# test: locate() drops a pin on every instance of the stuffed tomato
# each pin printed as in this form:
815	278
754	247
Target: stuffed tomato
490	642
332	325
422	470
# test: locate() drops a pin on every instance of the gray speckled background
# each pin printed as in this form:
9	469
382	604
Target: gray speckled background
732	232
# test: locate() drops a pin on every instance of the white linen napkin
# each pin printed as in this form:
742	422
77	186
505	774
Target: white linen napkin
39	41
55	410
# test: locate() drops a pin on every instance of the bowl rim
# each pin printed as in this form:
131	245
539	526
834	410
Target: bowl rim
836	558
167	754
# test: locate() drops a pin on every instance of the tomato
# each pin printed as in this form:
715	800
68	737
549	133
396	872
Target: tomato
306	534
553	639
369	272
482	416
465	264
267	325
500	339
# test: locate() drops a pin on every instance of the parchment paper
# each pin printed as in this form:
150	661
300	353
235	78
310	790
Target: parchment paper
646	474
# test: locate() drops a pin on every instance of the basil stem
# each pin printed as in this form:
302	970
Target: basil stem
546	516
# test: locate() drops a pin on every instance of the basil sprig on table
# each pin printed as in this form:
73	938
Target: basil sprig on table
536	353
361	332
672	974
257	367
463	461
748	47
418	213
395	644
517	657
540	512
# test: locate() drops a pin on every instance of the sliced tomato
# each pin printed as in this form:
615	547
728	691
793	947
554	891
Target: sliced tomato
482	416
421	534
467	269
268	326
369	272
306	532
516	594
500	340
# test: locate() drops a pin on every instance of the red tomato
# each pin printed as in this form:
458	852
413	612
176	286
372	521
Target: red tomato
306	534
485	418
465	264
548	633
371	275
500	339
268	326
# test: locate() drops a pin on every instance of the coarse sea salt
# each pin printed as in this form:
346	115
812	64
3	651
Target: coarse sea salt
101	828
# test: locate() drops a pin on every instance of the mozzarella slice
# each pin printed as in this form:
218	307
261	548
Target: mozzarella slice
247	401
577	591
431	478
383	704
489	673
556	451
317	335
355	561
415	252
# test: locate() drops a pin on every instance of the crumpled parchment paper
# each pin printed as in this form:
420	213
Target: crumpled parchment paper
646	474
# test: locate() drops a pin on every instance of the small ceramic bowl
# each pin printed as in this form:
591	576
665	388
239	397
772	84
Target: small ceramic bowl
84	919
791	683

### Problem
Return every line of the items above verbatim, leaving nothing out and changing nothing.

### Reply
# test: locate() drops a pin on every instance of the stuffed tomato
# each pin printed as in this form:
815	278
754	247
Target: stuffed tomato
490	642
332	325
422	470
# test: locate() drops a pin on every instance of the gray speckled background
# each pin printed as in this form:
9	469
382	604
Target: gray speckled background
732	232
# test: locate() drops a pin on every instance of the white linen napkin
# each pin printed as in this form:
742	422
77	186
505	774
Target: white linen napkin
39	41
55	410
# test: locate() drops a pin on every instance of the bowl rim
# each pin printed as in this form:
131	245
539	526
834	410
Target: bowl rim
836	558
167	754
# test: locate() drops a pin on every instance of the tomato
# each pin printed as in this form:
715	800
68	737
549	133
396	872
Target: tomato
306	534
553	639
369	272
482	416
465	264
267	325
500	339
# test: locate() drops a pin on every instance of the parchment paper
# each pin printed as in this form:
150	661
300	353
235	78
310	790
Target: parchment paper
646	474
# test: locate() drops a pin on every instance of the basil stem
# each pin printed as in this form:
302	970
Target: basil stem
546	516
# test: locate() drops a pin on every instance of the basil sprig on table
# each pin printed as in this form:
73	938
Target: basil sprig on table
536	353
361	332
672	974
257	367
463	461
748	47
418	213
395	644
517	657
540	512
# test: locate() drops a pin on every instance of the sliced tomato
# each pin printed as in this form:
615	547
728	691
793	947
554	891
Target: sliced tomato
482	416
421	534
467	269
268	326
369	272
306	532
516	594
500	340
# test: locate() drops a pin on every instance of the red tomato
# each pin printed as in this form:
458	852
413	612
176	286
372	521
Target: red tomato
306	534
485	418
465	264
548	633
371	275
500	339
268	326
# test: locate() drops a pin on every instance of the coarse sea salt
# each pin printed as in this form:
346	115
812	64
3	651
Target: coarse sea salt
101	828
# test: locate() drops a pin on every instance of the mozzarella slice
# each pin printed as in this form:
218	307
261	548
Target: mozzarella slice
247	401
577	591
431	478
383	704
489	673
556	451
317	335
355	561
415	252
# test: locate() drops a pin on every instance of the crumpled parchment paper
# each pin printed as in this form:
420	213
Target: crumpled parchment paper
646	474
# test: locate() drops a pin on every instance of the small ceramic bowl
# each pin printed as in this form:
591	576
665	388
239	397
772	84
Target: small ceramic bowl
84	919
791	683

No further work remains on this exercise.